Genomic Formats

class: center, middle, inverse, title-slide

.title[
# Genomic Formats
]
.author[
### Mikhail Dozmorov
]
.institute[
### Virginia Commonwealth University
]
.date[
### 2025-09-10
]

---

<style>
.large { font-size: 130%; }
.small { font-size: 70%; }
.tiny { font-size: 40%; }
</style>

## Binary vs "Plain Text" Files

### Plain Text ("Flat") Files
- Structured into **lines and columns**, easy to parse
- **Human-readable** and processable with simple command-line tools (`cat`, `grep`, `awk`, etc.)
- Space savings possible via **archiving** (e.g., `.zip`)

### Binary Files
- **Not human-readable**; require specialized software for processing
- Plain text tools (e.g., `wc`, `grep`) **will not work properly**
- **Efficient storage**, often significantly smaller than equivalent text files (e.g., 70–80% size reduction)

---
## Common Genomic File Formats

- **FASTA** – DNA/protein sequences with identifiers (plain text)

DATASET RECORDS
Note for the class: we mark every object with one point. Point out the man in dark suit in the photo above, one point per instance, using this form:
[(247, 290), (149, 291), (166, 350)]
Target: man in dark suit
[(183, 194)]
--
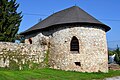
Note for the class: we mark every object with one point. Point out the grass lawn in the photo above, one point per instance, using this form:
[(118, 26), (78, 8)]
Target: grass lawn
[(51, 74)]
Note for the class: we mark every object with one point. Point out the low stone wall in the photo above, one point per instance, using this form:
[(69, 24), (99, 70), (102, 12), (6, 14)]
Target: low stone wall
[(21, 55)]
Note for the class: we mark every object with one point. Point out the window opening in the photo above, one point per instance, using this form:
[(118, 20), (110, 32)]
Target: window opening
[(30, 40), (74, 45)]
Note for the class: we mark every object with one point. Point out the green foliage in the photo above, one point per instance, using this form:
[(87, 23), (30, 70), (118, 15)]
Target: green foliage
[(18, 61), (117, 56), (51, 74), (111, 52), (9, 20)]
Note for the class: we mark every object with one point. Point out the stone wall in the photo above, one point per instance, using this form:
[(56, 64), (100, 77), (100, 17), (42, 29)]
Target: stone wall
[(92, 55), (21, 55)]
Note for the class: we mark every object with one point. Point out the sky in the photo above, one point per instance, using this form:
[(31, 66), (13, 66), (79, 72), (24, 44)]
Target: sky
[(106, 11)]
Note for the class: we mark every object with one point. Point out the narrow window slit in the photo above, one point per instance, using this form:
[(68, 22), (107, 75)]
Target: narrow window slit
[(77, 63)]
==
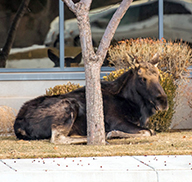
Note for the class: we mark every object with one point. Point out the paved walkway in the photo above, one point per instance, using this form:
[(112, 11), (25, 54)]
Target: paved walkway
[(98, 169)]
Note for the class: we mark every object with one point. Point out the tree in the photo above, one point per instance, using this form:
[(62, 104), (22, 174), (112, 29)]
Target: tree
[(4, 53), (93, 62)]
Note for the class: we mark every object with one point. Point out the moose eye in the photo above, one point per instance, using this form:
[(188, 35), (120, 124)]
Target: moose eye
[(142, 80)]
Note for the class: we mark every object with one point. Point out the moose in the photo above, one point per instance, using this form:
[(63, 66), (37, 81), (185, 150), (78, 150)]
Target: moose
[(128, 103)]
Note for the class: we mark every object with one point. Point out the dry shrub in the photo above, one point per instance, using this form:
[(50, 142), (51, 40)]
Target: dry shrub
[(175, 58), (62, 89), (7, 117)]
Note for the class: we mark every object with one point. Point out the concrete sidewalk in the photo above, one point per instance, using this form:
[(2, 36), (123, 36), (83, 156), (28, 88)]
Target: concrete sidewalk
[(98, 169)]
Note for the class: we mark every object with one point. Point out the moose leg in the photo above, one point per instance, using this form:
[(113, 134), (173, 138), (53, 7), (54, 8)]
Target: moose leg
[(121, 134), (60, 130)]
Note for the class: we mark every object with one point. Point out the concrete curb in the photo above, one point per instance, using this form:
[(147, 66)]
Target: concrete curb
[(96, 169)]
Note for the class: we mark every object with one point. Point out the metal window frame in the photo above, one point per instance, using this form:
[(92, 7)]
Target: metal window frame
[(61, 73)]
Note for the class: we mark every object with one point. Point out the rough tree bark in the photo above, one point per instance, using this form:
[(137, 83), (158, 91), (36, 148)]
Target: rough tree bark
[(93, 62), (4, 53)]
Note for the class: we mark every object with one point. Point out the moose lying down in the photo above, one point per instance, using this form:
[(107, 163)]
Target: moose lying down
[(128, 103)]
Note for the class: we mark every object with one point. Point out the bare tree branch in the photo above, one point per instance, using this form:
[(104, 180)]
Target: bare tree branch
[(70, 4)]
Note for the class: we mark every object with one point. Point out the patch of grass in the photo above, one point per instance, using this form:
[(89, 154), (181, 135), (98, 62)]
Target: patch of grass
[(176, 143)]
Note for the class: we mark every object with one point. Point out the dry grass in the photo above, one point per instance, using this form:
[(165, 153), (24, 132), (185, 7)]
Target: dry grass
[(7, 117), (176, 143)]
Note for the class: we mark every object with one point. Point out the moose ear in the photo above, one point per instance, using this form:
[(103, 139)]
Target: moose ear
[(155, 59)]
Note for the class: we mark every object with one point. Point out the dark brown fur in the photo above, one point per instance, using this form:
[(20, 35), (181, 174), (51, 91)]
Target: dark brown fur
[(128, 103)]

WHAT TO DO
1) Answer from the genomic formats slides:
(a) Which command-line tools are named for processing plain text files?
(b) How much smaller can binary files be than equivalent text files?
(c) What does the FASTA format hold?
2) According to the genomic formats slides, what makes plain text files easy to parse?
3) Continue the genomic formats slides from the last line shown.
The entries come from a separate source and are not related to the genomic formats slides.

RESULTS
1)
(a) `cat`, `grep`, and `awk`.
(b) Often 70–80% smaller.
(c) DNA or protein sequences with identifiers, in plain text.

2) Plain text files are easy to parse because they are structured into lines and columns.

3)
- **FASTQ** – Extension of FASTA, includes per-base quality scores; standard for raw sequencing reads (plain text)  
- **SAM / BAM** – Sequencing read alignments to a reference genome (SAM = text, BAM = binary, compressed)  
- **BED** – Genomic intervals (e.g., genes, peaks, regions); widely used for annotation and visualization (plain text)  
- **GFF / GTF** – Genome annotation formats describing genes, transcripts, and features (plain text)  
- **WIG / BigWig** – Continuous signal tracks (e.g., coverage, expression); WIG = text, BigWig = indexed binary for efficient queries  
- **VCF** – Variant Call Format; stores SNPs, indels, and structural variants with genotype information (plain text)

---
## FASTA Format

- Originated in the 1980s with the FASTP/FASTA software for sequence similarity searching

- Simple, widely used format for storing and transferring biological sequences

- Supports both nucleotide and protein sequences (FASTA = "Fast-All")

- Standard output format of sequence databases (e.g., GenBank, UniProt)

- Common input format for many bioinformatics tools and pipelines

---
## FASTA Format

Each sequence entry consists of:

- _a single line_ with sequence metadata, starting with the "greater-than" symbol (">")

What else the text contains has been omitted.